#### [Request 1]
Please reproduce everything in the forum thread below from "I have no quarrel" down to "Martial Talk, Blackknight.", keeping every word and line break unchanged.

#### [Given passage]

# Non-Shall Pass



## blackknight7891 (Jul 31, 2019)

howdy folks,

Only just found you, saw some interesting discussions and figured why not.
Previously trained in karate as a teenager (who hasn't) currently training with a Ninjutsu school in Melbourne Australia.


----------



## Gweilo (Jul 31, 2019)

Welcome to mt


----------



## Xue Sheng (Jul 31, 2019)

I have no quarrel with you, good Sir knight, but I must post in this thread......Welcome to MT.


----------



## Buka (Jul 31, 2019)

Welcome to Martial Talk, Blackknight.


----------



## dvcochran (Jul 31, 2019)

Welcome to the forum. I look forward to hearing more about you.


----------



## Gerry Seymour (Jul 31, 2019)

Welcome. MartialTalk is a very silly place.


----------



## Monkey Turned Wolf (Jul 31, 2019)

Welcome!


----------



## Chris Parker (Aug 4, 2019)

blackknight7891 said:


> howdy folks,
> 
> Only just found you, saw some interesting discussions and figured why not.
> Previously trained in karate as a teenager (who hasn't) currently training with a Ninjutsu school in Melbourne Australia.


 
Welcome aboard! Who do you train with in Melbourne, if I can ask?


----------



## Monkey Turned Wolf (Aug 4, 2019)

Chris Parker said:


> Welcome aboard! Who do you train with in Melbourne, if I can ask?


I was half expecting to find out he was one of your students.

Quick edit: although i suppose he still might be.


----------



## blackknight7891 (Aug 4, 2019)

kempodisciple said:


> I was half expecting to find out he was one of your students.
> 
> Quick edit: although i suppose he still might be.


Tendo Bushi Ninjutsu were in the south east.


----------



## Chris Parker (Aug 5, 2019)

kempodisciple said:


> I was half expecting to find out he was one of your students.
> 
> Quick edit: although i suppose he still might be.



Ha, no, not one of mine... 



blackknight7891 said:


> Tendo Bushi Ninjutsu were in the south east.



Cool. You guys are pretty new, yeah? From everything I see, you're Bujinkan?


----------



## blackknight7891 (Aug 5, 2019)

we were sakushin but yeah based on bujinkan. same techniques, The schools simply run a little differently.


----------



## Chris Parker (Aug 7, 2019)

Ah, okay... hadn't heard from (or of) the Sakushin guys for nearly a decade... cool to know you're still around.

Why the name change? Has there been any major change in the group?


----------



## blackknight7891 (Aug 7, 2019)

Not really sure who was in the school 10 years ago. Ive only been around 2 years.
You'll probably recognise a few faces though. Long story short sensei decided he needed to run the school differently from his instructor not majorly but enough. As such should change the name. Their still on good terms.


----------

#### [Request 2]
Count the lines in the rows below that contain the word "warning". Reply with the number alone.

#### [Supplied data]
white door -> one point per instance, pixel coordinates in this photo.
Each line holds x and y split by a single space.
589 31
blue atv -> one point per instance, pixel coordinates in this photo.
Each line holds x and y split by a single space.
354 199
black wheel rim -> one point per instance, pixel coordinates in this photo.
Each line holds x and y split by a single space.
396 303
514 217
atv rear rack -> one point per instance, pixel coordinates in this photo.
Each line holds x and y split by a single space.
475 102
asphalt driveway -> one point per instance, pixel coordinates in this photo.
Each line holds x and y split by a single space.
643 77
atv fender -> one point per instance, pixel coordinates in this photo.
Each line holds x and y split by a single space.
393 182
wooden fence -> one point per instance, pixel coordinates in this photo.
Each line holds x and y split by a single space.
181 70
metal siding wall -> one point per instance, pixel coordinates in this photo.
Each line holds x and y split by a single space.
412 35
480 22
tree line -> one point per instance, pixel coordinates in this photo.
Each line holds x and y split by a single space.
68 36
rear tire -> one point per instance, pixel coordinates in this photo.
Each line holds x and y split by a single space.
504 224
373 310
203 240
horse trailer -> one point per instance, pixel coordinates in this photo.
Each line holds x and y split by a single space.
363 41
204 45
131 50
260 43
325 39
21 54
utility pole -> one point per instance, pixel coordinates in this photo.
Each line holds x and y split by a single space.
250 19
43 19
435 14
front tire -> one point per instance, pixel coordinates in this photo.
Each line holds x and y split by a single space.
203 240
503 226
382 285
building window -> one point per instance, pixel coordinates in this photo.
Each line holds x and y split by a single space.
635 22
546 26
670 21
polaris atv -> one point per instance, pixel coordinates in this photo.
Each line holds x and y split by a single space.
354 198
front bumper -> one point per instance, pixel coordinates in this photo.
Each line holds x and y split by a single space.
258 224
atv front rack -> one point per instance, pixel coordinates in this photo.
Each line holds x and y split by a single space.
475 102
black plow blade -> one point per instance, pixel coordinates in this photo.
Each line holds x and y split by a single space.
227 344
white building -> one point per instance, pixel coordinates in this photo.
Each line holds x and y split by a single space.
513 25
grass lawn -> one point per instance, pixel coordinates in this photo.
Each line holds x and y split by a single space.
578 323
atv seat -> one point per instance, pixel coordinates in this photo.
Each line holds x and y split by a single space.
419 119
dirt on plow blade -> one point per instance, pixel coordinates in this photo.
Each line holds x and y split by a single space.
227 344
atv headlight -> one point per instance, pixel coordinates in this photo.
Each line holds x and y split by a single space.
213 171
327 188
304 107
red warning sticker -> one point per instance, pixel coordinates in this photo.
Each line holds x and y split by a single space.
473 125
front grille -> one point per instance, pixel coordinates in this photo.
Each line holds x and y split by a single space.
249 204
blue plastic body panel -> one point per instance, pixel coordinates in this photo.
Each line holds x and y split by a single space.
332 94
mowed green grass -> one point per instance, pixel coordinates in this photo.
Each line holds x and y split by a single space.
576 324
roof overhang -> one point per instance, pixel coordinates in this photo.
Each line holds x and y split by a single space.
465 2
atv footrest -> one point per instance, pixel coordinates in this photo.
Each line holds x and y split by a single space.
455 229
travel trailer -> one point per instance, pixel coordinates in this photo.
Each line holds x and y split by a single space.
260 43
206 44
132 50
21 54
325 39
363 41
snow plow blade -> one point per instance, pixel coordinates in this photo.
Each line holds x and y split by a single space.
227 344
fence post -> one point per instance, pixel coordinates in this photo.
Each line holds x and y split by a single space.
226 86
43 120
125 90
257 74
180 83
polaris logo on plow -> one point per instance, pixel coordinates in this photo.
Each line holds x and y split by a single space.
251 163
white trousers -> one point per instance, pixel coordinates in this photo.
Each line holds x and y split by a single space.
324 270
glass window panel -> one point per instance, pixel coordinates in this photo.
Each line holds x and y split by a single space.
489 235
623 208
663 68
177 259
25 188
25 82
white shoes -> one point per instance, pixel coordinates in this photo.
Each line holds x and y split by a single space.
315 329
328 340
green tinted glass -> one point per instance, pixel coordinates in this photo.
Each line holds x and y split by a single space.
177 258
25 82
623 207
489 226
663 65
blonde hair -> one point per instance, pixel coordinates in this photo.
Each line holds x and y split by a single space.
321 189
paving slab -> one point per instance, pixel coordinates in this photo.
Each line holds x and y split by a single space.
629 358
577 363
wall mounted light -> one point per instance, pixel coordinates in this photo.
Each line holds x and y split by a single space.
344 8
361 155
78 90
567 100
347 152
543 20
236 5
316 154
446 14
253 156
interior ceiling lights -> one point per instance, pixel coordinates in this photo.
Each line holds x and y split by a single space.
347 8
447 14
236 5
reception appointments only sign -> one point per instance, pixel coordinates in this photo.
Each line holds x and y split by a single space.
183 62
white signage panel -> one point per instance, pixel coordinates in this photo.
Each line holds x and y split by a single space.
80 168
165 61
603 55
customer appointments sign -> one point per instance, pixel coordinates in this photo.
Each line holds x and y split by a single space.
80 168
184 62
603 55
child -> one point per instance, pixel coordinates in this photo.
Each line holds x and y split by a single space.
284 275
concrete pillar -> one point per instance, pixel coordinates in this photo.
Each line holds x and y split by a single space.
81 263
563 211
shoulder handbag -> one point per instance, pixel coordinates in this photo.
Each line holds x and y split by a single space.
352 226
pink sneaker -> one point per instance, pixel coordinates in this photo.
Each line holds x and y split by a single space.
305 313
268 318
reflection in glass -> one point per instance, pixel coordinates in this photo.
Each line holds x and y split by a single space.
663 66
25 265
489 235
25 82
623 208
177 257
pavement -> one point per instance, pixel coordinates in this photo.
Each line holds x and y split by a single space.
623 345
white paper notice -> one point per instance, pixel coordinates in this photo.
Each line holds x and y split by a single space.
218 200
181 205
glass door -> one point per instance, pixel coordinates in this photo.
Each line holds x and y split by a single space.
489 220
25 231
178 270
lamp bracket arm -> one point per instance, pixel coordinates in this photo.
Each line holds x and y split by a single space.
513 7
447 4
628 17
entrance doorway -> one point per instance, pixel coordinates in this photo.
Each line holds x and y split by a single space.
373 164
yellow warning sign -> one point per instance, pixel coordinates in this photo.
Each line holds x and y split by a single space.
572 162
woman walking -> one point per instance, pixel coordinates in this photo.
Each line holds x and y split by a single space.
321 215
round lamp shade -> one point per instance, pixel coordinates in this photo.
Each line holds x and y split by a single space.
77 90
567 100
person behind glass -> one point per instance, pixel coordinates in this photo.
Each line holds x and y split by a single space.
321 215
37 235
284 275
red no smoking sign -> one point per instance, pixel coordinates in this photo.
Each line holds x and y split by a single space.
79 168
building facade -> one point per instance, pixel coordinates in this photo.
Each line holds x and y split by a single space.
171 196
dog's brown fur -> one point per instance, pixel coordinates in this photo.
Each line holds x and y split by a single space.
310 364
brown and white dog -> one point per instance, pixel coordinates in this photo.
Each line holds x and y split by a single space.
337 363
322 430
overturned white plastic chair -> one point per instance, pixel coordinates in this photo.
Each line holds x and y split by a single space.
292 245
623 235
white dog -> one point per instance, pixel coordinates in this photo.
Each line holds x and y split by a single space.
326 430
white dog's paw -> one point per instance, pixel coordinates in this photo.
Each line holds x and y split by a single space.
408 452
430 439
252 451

#### [Full solution 1]
I have no quarrel with you, good Sir knight, but I must post in this thread......Welcome to MT.


----------



## Buka (Jul 31, 2019)

Welcome to Martial Talk, Blackknight.

#### [Full solution 2]
2